▸ **Exercise instructions**:
Your reply should consist solely of the lines from the one containing "of the folded" through the end of the data, restated word for word.

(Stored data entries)
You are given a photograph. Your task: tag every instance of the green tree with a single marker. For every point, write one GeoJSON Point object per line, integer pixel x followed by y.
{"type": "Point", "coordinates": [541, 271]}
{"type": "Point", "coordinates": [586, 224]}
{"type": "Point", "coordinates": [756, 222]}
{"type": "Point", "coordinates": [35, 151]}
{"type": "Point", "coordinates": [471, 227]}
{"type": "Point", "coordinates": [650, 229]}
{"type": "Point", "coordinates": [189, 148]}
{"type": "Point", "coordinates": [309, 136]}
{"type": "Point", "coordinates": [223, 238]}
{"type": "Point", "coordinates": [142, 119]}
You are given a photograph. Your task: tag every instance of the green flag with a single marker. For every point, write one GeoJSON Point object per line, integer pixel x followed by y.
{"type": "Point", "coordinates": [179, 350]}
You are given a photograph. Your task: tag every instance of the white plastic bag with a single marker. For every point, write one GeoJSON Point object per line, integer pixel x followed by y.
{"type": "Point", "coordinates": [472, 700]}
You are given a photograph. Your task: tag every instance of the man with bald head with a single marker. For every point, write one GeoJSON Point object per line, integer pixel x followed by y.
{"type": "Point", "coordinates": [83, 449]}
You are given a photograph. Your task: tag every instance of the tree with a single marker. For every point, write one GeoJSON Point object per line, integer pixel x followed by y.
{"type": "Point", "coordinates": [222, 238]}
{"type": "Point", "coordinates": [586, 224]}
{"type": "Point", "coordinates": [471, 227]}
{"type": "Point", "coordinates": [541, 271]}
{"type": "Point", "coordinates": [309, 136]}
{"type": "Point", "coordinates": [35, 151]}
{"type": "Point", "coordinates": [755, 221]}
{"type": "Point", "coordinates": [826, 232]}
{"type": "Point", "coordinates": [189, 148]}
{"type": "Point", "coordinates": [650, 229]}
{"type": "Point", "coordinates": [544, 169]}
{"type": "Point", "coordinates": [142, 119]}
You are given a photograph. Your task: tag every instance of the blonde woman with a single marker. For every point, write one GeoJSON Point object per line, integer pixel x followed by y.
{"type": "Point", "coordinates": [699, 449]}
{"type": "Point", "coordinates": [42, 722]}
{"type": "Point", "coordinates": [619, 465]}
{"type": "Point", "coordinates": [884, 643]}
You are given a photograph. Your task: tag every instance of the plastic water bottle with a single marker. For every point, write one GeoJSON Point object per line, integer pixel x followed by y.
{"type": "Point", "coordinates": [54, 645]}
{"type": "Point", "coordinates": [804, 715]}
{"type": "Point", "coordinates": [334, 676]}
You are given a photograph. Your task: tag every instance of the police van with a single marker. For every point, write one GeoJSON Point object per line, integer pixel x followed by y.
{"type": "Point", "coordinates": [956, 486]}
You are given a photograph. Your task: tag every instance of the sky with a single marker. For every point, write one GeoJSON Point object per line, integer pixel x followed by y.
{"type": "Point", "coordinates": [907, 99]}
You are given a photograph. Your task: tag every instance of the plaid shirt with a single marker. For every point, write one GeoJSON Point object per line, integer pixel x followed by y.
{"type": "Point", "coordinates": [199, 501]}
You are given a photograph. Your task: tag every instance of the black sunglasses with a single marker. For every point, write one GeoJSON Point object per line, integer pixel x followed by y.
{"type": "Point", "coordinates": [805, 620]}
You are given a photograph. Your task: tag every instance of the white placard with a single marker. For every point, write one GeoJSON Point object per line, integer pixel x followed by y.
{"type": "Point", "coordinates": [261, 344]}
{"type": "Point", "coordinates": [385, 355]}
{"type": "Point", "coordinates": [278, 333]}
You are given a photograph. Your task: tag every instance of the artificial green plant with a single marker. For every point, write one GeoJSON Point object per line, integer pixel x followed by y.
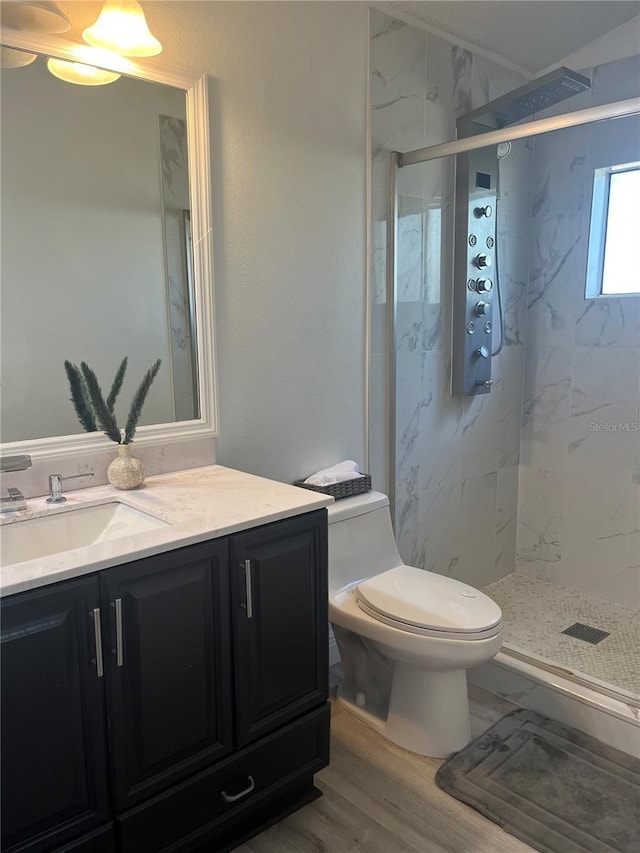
{"type": "Point", "coordinates": [94, 412]}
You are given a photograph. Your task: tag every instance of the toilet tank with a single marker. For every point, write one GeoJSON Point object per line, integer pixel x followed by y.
{"type": "Point", "coordinates": [361, 540]}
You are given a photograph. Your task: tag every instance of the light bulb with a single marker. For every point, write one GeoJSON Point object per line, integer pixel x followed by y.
{"type": "Point", "coordinates": [80, 74]}
{"type": "Point", "coordinates": [122, 27]}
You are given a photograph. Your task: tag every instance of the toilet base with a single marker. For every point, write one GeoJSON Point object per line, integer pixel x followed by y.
{"type": "Point", "coordinates": [428, 711]}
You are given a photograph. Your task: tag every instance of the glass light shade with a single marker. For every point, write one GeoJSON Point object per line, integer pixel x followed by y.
{"type": "Point", "coordinates": [80, 74]}
{"type": "Point", "coordinates": [122, 27]}
{"type": "Point", "coordinates": [10, 58]}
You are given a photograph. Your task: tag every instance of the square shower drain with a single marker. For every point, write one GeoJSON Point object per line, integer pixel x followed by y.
{"type": "Point", "coordinates": [585, 632]}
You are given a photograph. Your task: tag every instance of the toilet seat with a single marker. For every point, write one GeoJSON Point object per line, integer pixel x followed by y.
{"type": "Point", "coordinates": [421, 602]}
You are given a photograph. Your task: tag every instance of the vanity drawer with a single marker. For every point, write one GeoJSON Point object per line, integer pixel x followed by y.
{"type": "Point", "coordinates": [227, 791]}
{"type": "Point", "coordinates": [100, 841]}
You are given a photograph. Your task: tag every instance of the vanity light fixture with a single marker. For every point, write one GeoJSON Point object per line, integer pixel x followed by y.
{"type": "Point", "coordinates": [80, 74]}
{"type": "Point", "coordinates": [122, 28]}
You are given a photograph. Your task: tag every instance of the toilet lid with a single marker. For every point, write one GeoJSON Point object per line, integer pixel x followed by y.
{"type": "Point", "coordinates": [428, 600]}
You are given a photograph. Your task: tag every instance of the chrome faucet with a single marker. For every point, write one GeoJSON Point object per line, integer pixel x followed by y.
{"type": "Point", "coordinates": [14, 500]}
{"type": "Point", "coordinates": [55, 487]}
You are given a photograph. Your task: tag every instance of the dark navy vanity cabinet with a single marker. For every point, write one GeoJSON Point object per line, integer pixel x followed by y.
{"type": "Point", "coordinates": [174, 703]}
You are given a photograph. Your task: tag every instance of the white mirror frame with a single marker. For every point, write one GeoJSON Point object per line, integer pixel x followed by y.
{"type": "Point", "coordinates": [195, 86]}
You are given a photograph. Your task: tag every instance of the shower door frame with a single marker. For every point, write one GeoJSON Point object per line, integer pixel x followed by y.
{"type": "Point", "coordinates": [399, 160]}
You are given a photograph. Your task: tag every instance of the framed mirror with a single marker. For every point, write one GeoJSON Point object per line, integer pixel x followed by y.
{"type": "Point", "coordinates": [107, 248]}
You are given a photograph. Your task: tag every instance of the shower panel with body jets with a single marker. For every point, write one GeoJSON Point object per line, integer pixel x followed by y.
{"type": "Point", "coordinates": [484, 137]}
{"type": "Point", "coordinates": [476, 273]}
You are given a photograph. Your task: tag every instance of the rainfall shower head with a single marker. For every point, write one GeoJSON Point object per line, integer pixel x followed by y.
{"type": "Point", "coordinates": [528, 99]}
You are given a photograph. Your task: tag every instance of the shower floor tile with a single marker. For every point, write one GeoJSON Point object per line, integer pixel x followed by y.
{"type": "Point", "coordinates": [536, 612]}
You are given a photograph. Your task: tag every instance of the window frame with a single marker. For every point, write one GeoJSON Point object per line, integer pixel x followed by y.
{"type": "Point", "coordinates": [598, 225]}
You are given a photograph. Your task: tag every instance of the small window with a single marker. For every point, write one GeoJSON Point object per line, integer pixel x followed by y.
{"type": "Point", "coordinates": [614, 232]}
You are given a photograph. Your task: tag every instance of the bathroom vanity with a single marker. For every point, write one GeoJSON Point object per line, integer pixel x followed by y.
{"type": "Point", "coordinates": [167, 690]}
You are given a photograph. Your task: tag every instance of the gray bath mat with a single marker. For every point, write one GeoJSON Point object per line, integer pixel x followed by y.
{"type": "Point", "coordinates": [555, 788]}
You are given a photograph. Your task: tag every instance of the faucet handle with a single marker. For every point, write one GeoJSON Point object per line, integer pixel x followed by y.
{"type": "Point", "coordinates": [55, 486]}
{"type": "Point", "coordinates": [14, 463]}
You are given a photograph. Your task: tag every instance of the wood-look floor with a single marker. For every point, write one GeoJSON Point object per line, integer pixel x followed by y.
{"type": "Point", "coordinates": [379, 798]}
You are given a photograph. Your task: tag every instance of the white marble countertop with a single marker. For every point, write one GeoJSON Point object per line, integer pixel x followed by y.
{"type": "Point", "coordinates": [197, 504]}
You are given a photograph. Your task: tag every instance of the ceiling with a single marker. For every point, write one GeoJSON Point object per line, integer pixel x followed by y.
{"type": "Point", "coordinates": [532, 34]}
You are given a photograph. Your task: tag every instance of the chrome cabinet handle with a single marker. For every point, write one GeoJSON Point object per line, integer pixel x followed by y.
{"type": "Point", "coordinates": [97, 633]}
{"type": "Point", "coordinates": [247, 587]}
{"type": "Point", "coordinates": [119, 633]}
{"type": "Point", "coordinates": [233, 798]}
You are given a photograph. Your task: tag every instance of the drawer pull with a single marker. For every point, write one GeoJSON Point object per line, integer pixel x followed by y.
{"type": "Point", "coordinates": [247, 588]}
{"type": "Point", "coordinates": [97, 632]}
{"type": "Point", "coordinates": [233, 798]}
{"type": "Point", "coordinates": [119, 633]}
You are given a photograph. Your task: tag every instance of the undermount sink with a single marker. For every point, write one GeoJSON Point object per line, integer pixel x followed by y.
{"type": "Point", "coordinates": [77, 527]}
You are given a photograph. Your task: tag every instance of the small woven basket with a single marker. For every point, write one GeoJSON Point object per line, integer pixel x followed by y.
{"type": "Point", "coordinates": [345, 489]}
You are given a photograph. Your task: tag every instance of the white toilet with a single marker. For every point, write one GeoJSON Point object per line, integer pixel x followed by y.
{"type": "Point", "coordinates": [406, 636]}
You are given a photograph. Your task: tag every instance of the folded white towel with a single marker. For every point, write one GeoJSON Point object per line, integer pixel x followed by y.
{"type": "Point", "coordinates": [347, 470]}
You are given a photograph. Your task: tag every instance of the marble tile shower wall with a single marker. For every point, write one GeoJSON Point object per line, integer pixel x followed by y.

▸ **Solved exercise**:
You are given a photograph. Your task: tag every instance of the folded white towel with a single marker. For every point, write one GeoJSON Point object per line, integer pixel x followed by y.
{"type": "Point", "coordinates": [347, 470]}
You are given a photograph. Your task: tag every instance of the marble tile shower wall with a single marker. For every point, write one GeoJSON Point object per line, integer pixel x followed by y.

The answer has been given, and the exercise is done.